WORK ORDER —
The answer must restate every record word for word.

RECORDS FOR THE TASK —

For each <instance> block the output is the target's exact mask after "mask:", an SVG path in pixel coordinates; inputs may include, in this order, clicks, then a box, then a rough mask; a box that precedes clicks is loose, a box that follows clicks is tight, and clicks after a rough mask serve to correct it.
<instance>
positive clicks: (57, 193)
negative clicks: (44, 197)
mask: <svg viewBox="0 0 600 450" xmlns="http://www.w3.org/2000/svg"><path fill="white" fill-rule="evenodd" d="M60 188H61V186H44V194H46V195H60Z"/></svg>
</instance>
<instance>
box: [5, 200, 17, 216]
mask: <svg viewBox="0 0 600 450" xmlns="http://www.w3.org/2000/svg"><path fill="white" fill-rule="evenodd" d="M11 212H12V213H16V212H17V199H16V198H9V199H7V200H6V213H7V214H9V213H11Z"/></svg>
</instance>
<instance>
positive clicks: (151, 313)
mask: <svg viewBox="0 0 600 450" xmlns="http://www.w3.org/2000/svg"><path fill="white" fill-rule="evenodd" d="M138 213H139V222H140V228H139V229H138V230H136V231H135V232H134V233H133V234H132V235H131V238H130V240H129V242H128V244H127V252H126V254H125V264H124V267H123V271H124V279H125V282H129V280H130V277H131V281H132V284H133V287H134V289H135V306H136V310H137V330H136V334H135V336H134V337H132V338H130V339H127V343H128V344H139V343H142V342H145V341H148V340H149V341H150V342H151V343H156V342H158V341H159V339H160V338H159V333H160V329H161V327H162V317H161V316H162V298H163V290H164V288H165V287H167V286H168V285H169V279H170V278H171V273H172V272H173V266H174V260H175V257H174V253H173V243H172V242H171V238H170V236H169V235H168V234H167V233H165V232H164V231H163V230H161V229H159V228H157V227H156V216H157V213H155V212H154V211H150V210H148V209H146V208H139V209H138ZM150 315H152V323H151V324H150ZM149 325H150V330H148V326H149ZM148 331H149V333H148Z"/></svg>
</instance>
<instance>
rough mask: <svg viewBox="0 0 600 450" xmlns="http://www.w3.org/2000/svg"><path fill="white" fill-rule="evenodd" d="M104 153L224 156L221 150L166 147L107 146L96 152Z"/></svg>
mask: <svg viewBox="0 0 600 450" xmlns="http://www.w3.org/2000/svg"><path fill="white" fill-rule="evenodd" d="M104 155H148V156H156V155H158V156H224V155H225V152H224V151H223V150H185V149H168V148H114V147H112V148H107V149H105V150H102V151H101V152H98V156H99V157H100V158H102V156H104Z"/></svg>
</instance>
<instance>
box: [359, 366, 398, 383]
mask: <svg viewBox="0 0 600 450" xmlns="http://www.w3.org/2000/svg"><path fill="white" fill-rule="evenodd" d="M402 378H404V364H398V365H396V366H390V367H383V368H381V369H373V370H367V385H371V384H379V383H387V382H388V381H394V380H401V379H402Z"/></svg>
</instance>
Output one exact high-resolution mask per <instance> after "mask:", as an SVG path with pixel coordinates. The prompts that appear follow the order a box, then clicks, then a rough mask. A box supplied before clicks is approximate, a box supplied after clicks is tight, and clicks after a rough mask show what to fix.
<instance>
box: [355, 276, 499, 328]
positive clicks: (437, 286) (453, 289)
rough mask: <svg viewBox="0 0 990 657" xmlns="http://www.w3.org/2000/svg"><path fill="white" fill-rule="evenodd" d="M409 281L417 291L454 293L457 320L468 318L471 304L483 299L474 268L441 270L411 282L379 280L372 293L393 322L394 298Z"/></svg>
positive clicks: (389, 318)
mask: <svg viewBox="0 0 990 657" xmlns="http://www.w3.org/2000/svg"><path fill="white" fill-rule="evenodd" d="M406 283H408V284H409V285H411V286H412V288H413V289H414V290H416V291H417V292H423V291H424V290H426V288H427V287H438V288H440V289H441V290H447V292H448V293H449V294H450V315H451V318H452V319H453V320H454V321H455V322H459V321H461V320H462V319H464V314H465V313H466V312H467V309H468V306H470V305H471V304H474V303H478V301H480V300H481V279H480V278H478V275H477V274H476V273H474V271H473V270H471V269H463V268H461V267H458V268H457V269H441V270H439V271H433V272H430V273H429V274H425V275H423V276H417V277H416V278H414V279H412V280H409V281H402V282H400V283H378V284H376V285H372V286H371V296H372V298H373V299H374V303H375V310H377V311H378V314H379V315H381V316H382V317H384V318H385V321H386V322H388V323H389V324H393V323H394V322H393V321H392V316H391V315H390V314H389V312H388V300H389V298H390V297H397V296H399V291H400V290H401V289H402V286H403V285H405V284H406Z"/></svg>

RESPONSE TO THIS EXERCISE —
For each <instance> block the output is the target's exact mask after "mask:", an SVG path in pixel coordinates; inputs may include, in this order, clicks, then a box, then a rough mask; a box that precedes clicks is loose, a box that follows clicks is tight, and clicks after a rough mask serve to correct it.
<instance>
positive clicks: (57, 193)
negative clicks: (44, 197)
mask: <svg viewBox="0 0 600 450" xmlns="http://www.w3.org/2000/svg"><path fill="white" fill-rule="evenodd" d="M60 188H61V186H44V194H46V195H60Z"/></svg>
</instance>
<instance>
box: [5, 200, 17, 216]
mask: <svg viewBox="0 0 600 450" xmlns="http://www.w3.org/2000/svg"><path fill="white" fill-rule="evenodd" d="M11 212H12V213H16V212H17V199H16V198H9V199H7V200H6V213H7V214H9V213H11Z"/></svg>
</instance>
<instance>
positive clicks: (151, 313)
mask: <svg viewBox="0 0 600 450" xmlns="http://www.w3.org/2000/svg"><path fill="white" fill-rule="evenodd" d="M138 213H139V222H140V228H139V229H138V230H136V231H135V232H134V233H133V234H132V235H131V238H130V240H129V242H128V244H127V252H126V254H125V264H124V267H123V271H124V279H125V282H129V280H130V277H131V281H132V284H133V287H134V289H135V306H136V310H137V330H136V334H135V336H134V337H132V338H130V339H127V343H128V344H139V343H142V342H145V341H148V340H149V341H150V342H151V343H156V342H158V341H159V339H160V338H159V333H160V329H161V327H162V317H161V316H162V298H163V290H164V288H165V287H167V286H168V285H169V279H170V278H171V273H172V272H173V266H174V260H175V257H174V253H173V243H172V242H171V238H170V236H169V235H168V234H167V233H165V232H164V231H163V230H161V229H159V228H157V227H156V216H157V213H155V212H154V211H150V210H148V209H146V208H139V209H138ZM150 315H152V323H151V324H150ZM149 325H150V330H148V326H149ZM148 331H149V333H148Z"/></svg>
</instance>
<instance>
rough mask: <svg viewBox="0 0 600 450" xmlns="http://www.w3.org/2000/svg"><path fill="white" fill-rule="evenodd" d="M104 153L224 156L221 150L166 147L107 146L96 152Z"/></svg>
mask: <svg viewBox="0 0 600 450" xmlns="http://www.w3.org/2000/svg"><path fill="white" fill-rule="evenodd" d="M104 155H148V156H156V155H158V156H224V155H225V152H224V151H223V150H185V149H168V148H114V147H112V148H107V149H105V150H102V151H101V152H98V156H99V157H100V158H102V156H104Z"/></svg>
</instance>
<instance>
box: [359, 366, 398, 383]
mask: <svg viewBox="0 0 600 450" xmlns="http://www.w3.org/2000/svg"><path fill="white" fill-rule="evenodd" d="M402 378H404V364H398V365H396V366H390V367H383V368H381V369H373V370H367V385H371V384H379V383H387V382H388V381H394V380H401V379H402Z"/></svg>
</instance>
Output one exact high-resolution mask per <instance> after "mask:", as an SVG path with pixel coordinates. The prompts that appear follow the order a box, then clicks, then a rough mask. A box supplied before clicks is approximate, a box supplied after clicks is tight, and clicks after a rough mask show what to fix.
<instance>
box: [355, 276, 499, 328]
positive clicks: (437, 286) (453, 289)
rough mask: <svg viewBox="0 0 990 657" xmlns="http://www.w3.org/2000/svg"><path fill="white" fill-rule="evenodd" d="M409 281L417 291L454 293L457 320L468 318L471 304L483 299L474 268L441 270L411 282L379 280L372 293L393 322L394 298Z"/></svg>
positive clicks: (389, 318)
mask: <svg viewBox="0 0 990 657" xmlns="http://www.w3.org/2000/svg"><path fill="white" fill-rule="evenodd" d="M406 283H408V284H409V285H411V286H412V288H413V289H414V290H416V291H417V292H423V291H424V290H426V288H427V287H438V288H440V289H441V290H447V292H448V293H449V294H450V315H451V318H452V319H453V320H454V321H455V322H459V321H461V320H462V319H464V314H465V313H466V312H467V309H468V306H470V305H471V304H474V303H478V301H480V300H481V279H480V278H478V275H477V274H476V273H474V271H473V270H471V269H463V268H461V267H458V268H457V269H441V270H439V271H433V272H430V273H429V274H425V275H423V276H417V277H416V278H414V279H412V280H409V281H402V282H400V283H378V284H376V285H372V286H371V296H372V298H373V299H374V303H375V310H377V311H378V314H379V315H381V316H382V317H384V318H385V321H386V322H388V323H389V324H393V323H394V322H393V321H392V316H391V315H390V314H389V312H388V300H389V298H390V297H397V296H399V291H400V290H401V289H402V286H403V285H405V284H406Z"/></svg>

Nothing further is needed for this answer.